• Exercise description:
Please continue the forum thread below on Emotiva amplifiers and surround processors from the point where it stops.

True, the Emotiva is class AB. I was also looking at Wyred 4 Sound's ST-1000 which is class D, built around the Bang & Olufsen ICEpower technology. So my comment about class D amps was misplaced in this thread.


----------



## Teyry

I have an Emotiva XPA-5 along with (2) XPA monoblocks. I've had them about a month now. The XPA-5 sounds excellent and performs flawlessly. Over the past 20 years I have ownes amps by Sony ES, Acurus, the Classe CA-200 & CAV-75, Pass Labs X-150 and the Anthem MCA-20 & MCA-50. The Emotiva's sound as good or better than any of my previous amps and more bang for the buck then all of them.
The only flaw I have found is a slight pinging sound that occassionally occurs on "one" of my XPA-1 monoblocks when warming up and cooling down. Emotiva stated that this is the normal expansion/contraction of the heat sinks. You can only hear it on very quiet passages for about the first 30 minutes it is turned on and after you have turned it off. It might occur once every 5 minutes or so. If music is playing you usually cannot hear it.


----------



## ironglen

Perhaps someone will correct me if I'm wrong-if you do not use blu-ray, then perhaps you could use an older processor to handle any audio processing from regular dvd's without compromise; however, if using (or potentially upgrading) to blu-ray, you must use a newer 1.3 hdmi-capable processor in order to utilize the newer format audio on blu-ray. You cannot use the 7.1 preouts from a higher-end blu-ray player sent to an older processor's inputs and obtain the newer format audio quality, correct?

Anyone (else) have any reservations about buying the UMC-1 as a first run vs another company's 'proven' processor?


----------



## Jungle Jack

ironglen said:


> Perhaps someone will correct me if I'm wrong-if you do not use blu-ray, then perhaps you could use an older processor to handle any audio processing from regular dvd's without compromise; however, if using (or potentially upgrading) to blu-ray, you must use a newer 1.3 hdmi-capable processor in order to utilize the newer format audio on blu-ray. You cannot use the 7.1 preouts from a higher-end blu-ray player sent to an older processor's inputs and obtain the newer format audio quality, correct?

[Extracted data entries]

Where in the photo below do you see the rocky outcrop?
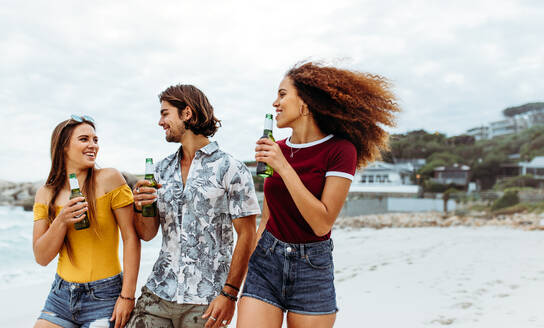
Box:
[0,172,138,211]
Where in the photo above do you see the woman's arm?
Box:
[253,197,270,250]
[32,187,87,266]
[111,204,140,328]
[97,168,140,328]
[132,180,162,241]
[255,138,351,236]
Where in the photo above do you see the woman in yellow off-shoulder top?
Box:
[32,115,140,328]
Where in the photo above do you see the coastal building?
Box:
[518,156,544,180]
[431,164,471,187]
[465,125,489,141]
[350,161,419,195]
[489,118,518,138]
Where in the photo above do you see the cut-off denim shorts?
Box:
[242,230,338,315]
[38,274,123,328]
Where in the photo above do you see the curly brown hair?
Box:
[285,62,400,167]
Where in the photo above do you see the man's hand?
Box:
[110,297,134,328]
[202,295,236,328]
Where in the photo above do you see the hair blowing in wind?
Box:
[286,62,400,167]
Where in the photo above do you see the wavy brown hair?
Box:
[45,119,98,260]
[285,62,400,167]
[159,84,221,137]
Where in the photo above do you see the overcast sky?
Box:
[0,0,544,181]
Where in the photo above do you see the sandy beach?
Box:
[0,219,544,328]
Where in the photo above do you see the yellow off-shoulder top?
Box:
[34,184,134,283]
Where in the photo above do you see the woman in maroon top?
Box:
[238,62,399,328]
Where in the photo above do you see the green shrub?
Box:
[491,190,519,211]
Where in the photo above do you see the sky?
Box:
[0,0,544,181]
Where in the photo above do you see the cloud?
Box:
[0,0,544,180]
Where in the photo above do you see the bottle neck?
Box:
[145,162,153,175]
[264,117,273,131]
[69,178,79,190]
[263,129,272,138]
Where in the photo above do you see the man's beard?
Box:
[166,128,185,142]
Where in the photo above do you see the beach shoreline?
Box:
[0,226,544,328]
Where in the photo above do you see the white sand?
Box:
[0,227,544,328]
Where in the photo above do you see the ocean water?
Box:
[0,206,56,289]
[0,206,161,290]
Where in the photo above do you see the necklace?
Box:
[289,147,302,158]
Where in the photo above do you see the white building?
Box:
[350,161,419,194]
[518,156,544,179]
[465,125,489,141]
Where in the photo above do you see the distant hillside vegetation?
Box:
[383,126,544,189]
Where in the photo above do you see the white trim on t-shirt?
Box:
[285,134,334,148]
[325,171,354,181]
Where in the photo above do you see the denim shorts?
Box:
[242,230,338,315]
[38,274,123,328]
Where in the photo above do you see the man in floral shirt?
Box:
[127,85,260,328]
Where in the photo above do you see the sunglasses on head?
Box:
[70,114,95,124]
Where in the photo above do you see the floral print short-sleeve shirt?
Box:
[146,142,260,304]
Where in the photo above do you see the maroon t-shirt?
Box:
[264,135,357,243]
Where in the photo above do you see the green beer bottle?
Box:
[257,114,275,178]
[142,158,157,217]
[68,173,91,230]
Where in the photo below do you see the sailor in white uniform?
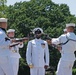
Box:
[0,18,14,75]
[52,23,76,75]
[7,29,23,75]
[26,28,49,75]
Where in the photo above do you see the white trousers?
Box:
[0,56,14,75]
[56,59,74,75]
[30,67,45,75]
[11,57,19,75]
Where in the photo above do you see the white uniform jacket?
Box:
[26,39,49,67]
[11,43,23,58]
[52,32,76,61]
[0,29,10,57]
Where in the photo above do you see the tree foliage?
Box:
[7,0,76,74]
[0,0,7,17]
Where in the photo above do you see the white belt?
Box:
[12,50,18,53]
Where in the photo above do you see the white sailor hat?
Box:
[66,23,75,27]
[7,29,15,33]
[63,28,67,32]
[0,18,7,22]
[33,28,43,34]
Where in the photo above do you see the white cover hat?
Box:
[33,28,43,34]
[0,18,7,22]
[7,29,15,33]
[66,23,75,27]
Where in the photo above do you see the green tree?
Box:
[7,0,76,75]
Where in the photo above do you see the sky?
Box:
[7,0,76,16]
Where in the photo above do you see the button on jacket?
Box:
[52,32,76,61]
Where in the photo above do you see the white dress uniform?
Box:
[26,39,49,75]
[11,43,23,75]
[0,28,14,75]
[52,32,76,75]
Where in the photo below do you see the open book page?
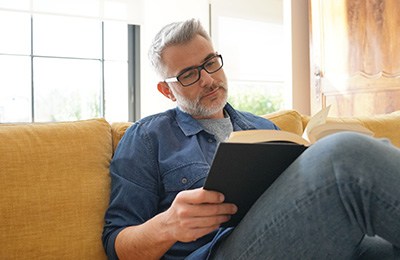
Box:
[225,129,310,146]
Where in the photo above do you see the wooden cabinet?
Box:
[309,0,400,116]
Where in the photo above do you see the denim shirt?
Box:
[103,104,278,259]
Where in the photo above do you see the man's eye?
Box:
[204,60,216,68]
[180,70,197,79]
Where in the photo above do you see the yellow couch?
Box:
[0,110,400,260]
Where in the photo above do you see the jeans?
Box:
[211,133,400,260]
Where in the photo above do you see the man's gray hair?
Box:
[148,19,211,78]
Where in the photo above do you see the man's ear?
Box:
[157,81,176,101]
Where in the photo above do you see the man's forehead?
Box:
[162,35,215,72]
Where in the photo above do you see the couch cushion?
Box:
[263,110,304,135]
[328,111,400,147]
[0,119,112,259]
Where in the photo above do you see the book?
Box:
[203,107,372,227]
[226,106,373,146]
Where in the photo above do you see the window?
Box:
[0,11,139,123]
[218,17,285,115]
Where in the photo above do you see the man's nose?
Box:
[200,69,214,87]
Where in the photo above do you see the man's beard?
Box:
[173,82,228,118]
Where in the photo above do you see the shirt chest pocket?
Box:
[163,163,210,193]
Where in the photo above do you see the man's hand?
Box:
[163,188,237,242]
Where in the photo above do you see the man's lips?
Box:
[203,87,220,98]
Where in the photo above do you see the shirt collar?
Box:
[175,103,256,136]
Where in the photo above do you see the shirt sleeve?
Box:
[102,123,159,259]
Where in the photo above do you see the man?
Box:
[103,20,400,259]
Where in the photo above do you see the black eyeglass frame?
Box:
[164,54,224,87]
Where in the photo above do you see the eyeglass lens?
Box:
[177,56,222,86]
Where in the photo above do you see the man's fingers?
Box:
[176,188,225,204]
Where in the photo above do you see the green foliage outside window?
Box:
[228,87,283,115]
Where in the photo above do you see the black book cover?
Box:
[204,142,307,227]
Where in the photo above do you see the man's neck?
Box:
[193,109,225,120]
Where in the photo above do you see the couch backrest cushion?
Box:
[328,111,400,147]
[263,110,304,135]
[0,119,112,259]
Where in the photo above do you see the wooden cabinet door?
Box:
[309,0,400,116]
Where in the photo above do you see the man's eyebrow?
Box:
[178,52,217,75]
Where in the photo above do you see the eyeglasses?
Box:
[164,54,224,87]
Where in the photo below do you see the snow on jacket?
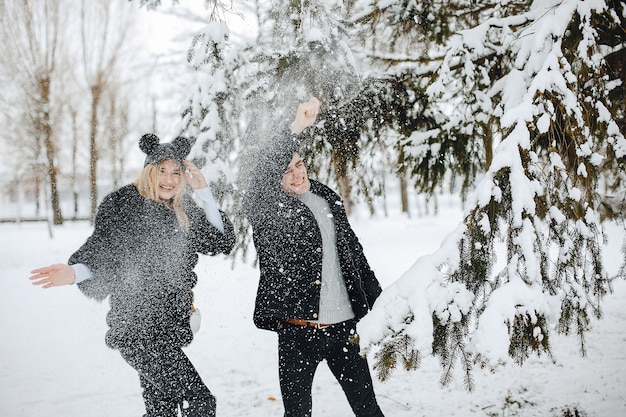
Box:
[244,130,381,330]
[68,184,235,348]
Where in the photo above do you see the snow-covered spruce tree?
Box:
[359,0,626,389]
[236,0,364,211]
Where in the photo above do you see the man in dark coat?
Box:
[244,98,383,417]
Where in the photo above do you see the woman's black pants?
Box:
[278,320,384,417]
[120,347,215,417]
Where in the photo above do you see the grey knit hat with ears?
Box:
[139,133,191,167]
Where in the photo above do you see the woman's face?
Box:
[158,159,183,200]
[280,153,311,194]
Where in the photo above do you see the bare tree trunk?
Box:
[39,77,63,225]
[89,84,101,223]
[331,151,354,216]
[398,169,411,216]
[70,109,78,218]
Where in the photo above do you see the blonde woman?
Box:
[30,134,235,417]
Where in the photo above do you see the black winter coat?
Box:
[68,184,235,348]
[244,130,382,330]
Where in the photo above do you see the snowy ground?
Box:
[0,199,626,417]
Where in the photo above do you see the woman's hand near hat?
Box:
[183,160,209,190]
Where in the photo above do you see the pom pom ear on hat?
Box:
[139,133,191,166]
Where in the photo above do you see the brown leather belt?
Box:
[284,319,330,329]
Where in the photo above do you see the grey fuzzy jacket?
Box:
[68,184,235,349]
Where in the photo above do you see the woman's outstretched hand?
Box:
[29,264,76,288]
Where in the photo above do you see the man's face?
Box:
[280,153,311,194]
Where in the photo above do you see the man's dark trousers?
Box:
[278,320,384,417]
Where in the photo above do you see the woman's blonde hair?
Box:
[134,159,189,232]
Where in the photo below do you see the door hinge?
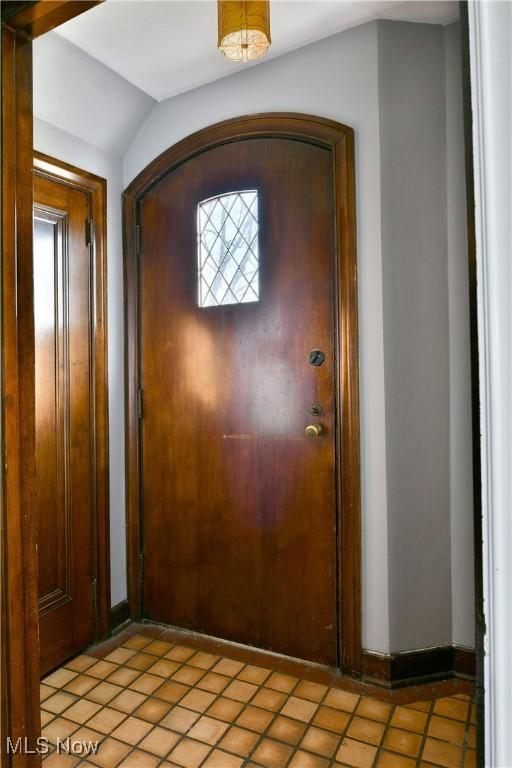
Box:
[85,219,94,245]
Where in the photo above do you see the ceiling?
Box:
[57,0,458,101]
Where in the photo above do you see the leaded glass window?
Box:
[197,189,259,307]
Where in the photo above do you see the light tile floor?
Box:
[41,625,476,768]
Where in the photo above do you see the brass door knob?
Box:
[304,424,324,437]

• Result:
> 
> Anyone (else) have any reservations about buying the UMC-1 as a first run vs another company's 'proven' processor?


Hello,
Actually, you can use an older processor provided it has multichannel inputs to receive the newest codecs (True-HD, DTS-MA) The player decodes and sends the signal via 6 channels of interconnects. You will have to rely on the player to do bass management, speaker distance and level matching. In addition, compared to a 1.3 processor, you also lose room EQ (Audyssey, MCACC) With the exception of the 5K Pioneer VSX-49TX/59 and a handful of other pre HDMI processors, using the multichannel inputs bypasses everything. Whereas the Pioneer actually could do bass management. That was a mixed bag in that the pristine signal was then converted to PCM.

And with an older HDMI processor, you can still get the codecs as well. You just cannot bitstream them and have your processor or receiver decode them. Thus, your AVR/SSP will not light up True-HD or DTS-MA. The player will output PCM to an HDMI 1.1 or 1.2 AVR as multichannel PCM. In theory the SQ should be the same. An example being even with a current 1.3 processor, the original PS3 could not bitstream True HD and DTS-MA. However, it could decode it internally and send it as PCM. Moreover, the first Blu Ray Players could not bitstream True-HD or DTS-MA. However, with an earlier HDMI processor, you do have access to the processors/AVR's bass management, speaker distance settings, room EQ.
Cheers,
JJ


----------



## ironglen

Thanks for the reply-sorry I'm a bit fuzzy on this stuff. What I gather is if using an older processor, say an outlaw 970/990, both of which have no hdmi but rather 7.1 inputs (rca), the processor will pretty much pass the signal through to the amp, thus losing control of many functions. Therefore, if using a player with True-HD or DTS-MA, you really NEED a current 1.3 processor to obtain the sound, otherwise, as far as sound is concerned, you may as well use standard dvd along with a DTS or dolby digital capable processor. Of course, this is from a purely audio standpoint. Am I correct on all this?


----------



## eugovector

Nope, if using 7.1 inputs, you'll just have to set the speaker size/crossover in your player, not the receiver. You'll also likely not be able to take advantage of any EQ built into the pre.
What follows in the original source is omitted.